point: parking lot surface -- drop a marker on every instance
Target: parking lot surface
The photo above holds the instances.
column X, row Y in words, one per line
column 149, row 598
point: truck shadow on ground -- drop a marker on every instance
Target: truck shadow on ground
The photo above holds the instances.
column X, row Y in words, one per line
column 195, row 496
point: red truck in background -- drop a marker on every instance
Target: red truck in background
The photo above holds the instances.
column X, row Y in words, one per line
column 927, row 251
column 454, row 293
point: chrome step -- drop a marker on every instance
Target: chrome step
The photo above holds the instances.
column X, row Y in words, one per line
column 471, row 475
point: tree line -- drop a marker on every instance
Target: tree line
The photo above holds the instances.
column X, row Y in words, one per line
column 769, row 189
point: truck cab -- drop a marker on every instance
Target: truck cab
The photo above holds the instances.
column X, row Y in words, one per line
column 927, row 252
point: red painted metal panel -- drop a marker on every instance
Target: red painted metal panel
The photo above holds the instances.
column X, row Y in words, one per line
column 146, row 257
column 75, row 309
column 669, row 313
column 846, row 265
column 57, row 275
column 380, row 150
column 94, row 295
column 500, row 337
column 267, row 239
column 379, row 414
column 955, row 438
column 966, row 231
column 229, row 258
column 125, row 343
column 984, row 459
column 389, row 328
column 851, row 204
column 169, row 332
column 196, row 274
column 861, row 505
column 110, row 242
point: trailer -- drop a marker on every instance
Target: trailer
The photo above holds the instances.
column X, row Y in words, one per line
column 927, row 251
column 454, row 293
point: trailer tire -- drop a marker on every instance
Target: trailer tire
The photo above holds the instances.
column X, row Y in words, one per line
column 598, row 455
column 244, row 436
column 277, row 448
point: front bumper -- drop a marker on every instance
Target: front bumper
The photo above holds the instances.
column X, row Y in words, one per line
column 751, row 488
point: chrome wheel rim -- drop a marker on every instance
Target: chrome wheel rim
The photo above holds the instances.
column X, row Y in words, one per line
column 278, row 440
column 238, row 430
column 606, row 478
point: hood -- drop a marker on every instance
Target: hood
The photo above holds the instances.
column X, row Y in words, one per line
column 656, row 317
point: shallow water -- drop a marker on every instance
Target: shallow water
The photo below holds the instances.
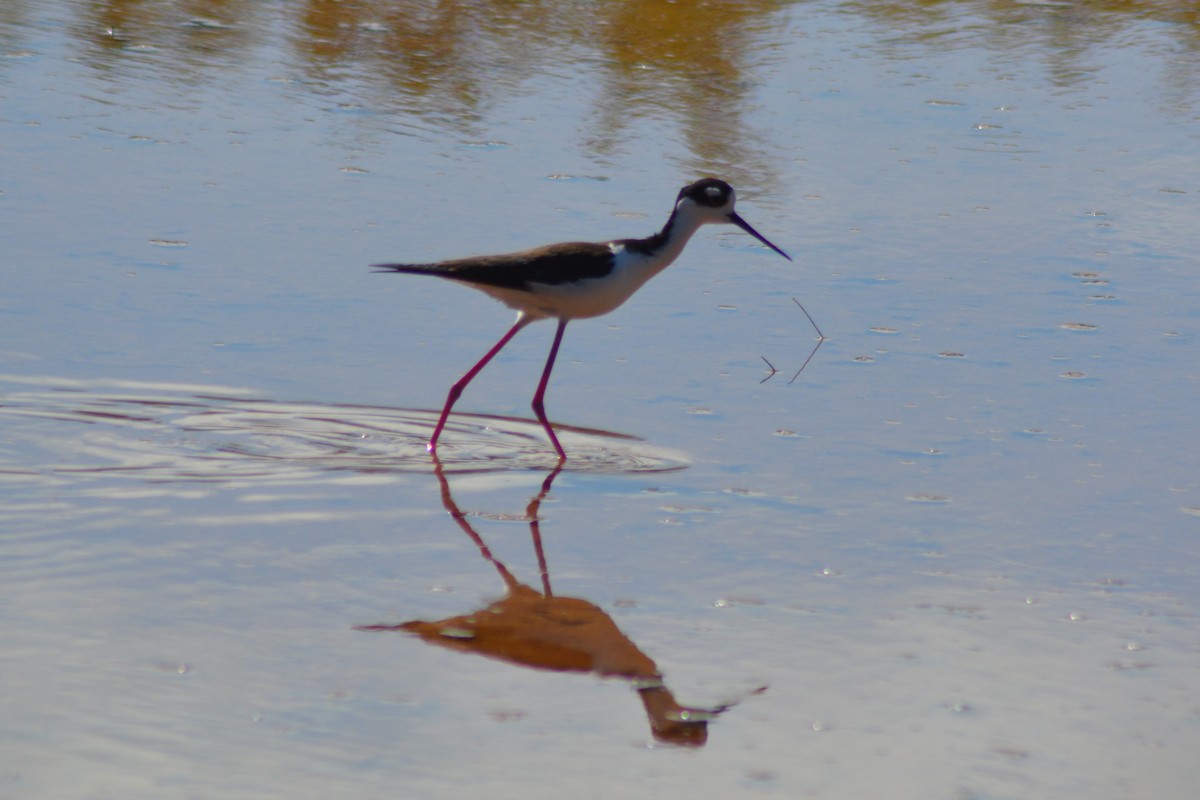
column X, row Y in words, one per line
column 955, row 557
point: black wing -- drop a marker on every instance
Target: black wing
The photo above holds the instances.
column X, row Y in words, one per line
column 552, row 265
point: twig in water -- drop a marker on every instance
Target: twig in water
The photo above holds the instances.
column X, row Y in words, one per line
column 821, row 340
column 769, row 366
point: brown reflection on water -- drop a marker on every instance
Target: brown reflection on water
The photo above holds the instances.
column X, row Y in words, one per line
column 447, row 64
column 537, row 629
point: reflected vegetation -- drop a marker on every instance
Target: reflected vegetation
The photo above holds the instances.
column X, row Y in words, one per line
column 538, row 629
column 430, row 67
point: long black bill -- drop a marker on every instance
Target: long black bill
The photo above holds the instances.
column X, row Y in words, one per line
column 745, row 226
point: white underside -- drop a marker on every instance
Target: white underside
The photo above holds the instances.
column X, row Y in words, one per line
column 593, row 296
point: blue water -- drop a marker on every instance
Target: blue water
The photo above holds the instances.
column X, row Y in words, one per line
column 959, row 549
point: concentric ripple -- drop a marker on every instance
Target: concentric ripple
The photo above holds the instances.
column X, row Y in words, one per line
column 61, row 428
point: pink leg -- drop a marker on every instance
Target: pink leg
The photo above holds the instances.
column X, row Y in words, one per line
column 539, row 405
column 456, row 390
--------------------
* [Work to be completed]: Set each line of the records down exactly, leaving every picture out.

* [Final answer]:
point: parking lot surface -- drop a marker on every instance
Target: parking lot surface
The photo above holds the instances.
column X, row Y in words, one per line
column 149, row 598
point: truck shadow on ground -- drop a marker on every instance
Target: truck shadow on ground
The photo above holds the instances.
column X, row Y in words, one per line
column 195, row 496
point: red truck in background -- drop a marker on every instance
Target: red truck in background
The photo above holds the instances.
column X, row Y in words, one per line
column 927, row 251
column 454, row 293
point: chrome step -- drop a marker on every instance
Target: chrome step
The photo above holds the instances.
column X, row Y in words, one per line
column 471, row 475
point: tree line -- drop a marker on every instance
Target: tree line
The photo above holds the instances.
column X, row Y in words, one per line
column 769, row 189
point: truck cab -- drop a marker on every instance
Target: truck cab
The photo above holds the instances.
column X, row Y in words, one per line
column 927, row 252
point: red painted metal panel -- drop a marker on every instance
Target: red painted metal panel
The photo above holds the instances.
column X, row Y in words, one per line
column 146, row 257
column 75, row 309
column 669, row 313
column 846, row 265
column 57, row 275
column 380, row 150
column 94, row 295
column 500, row 337
column 267, row 239
column 379, row 414
column 955, row 438
column 966, row 231
column 229, row 258
column 125, row 343
column 984, row 459
column 389, row 328
column 851, row 204
column 169, row 332
column 196, row 274
column 861, row 505
column 110, row 242
point: trailer -- drop a marker on every instance
Target: trailer
The photo above holds the instances.
column X, row Y in words, one per line
column 927, row 251
column 454, row 293
point: trailer tire -- drop a marker on every instance
Target: trailer tire
The photo above holds the instances.
column X, row Y in words, one per line
column 598, row 455
column 244, row 436
column 277, row 448
point: front bumper -- drop a marker on every instance
Target: front bumper
The photo above holds the instances.
column X, row Y in words, one per line
column 751, row 488
point: chrome wheel rim -- drop a marker on every instance
Target: chrome wheel rim
The photo above holds the instances.
column X, row Y in words, one per line
column 278, row 440
column 238, row 430
column 606, row 478
point: hood -- drop a marker on every instance
Target: hood
The photo above holds the instances.
column X, row Y in words, one per line
column 656, row 317
point: shallow water -- drop a marker on every instance
Target: shallow water
The photo below holds the instances.
column X, row Y in words, one per line
column 955, row 557
point: black wing -- drop a marker on every instance
Target: black wing
The photo above holds the instances.
column X, row Y in words, one per line
column 552, row 265
point: twig in water -- drop a marker on every instance
Target: twig in water
The photo above holds the instances.
column X, row Y in words, one per line
column 821, row 340
column 769, row 366
point: brown reflection on water -- drop a marker on every instance
Target: brown reflection on water
The photo above holds the instances.
column X, row Y in words, one per line
column 447, row 64
column 537, row 629
point: reflected vegetation -- drop a marker on every instance
Target: reflected vegetation
The photo above holds the instances.
column X, row Y in words, one per line
column 538, row 629
column 430, row 67
point: long black bill -- drop a marker on every instance
Target: long black bill
The photo above holds the instances.
column X, row Y in words, one per line
column 745, row 226
point: white underside -- drop a marker on every instance
Target: white underside
The photo above holds the instances.
column X, row Y in words, one per line
column 593, row 296
point: blue water -- drop a marker on every instance
Target: blue water
The photo above holds the instances.
column X, row Y in words, one per line
column 959, row 549
point: concentric ripple -- drop a marker on every instance
Target: concentric ripple
The photo above holds the instances.
column X, row Y in words, one per line
column 61, row 428
point: pink leg -- drop a marker on every instance
Target: pink leg
The photo above holds the instances.
column X, row Y in words, one per line
column 539, row 405
column 456, row 390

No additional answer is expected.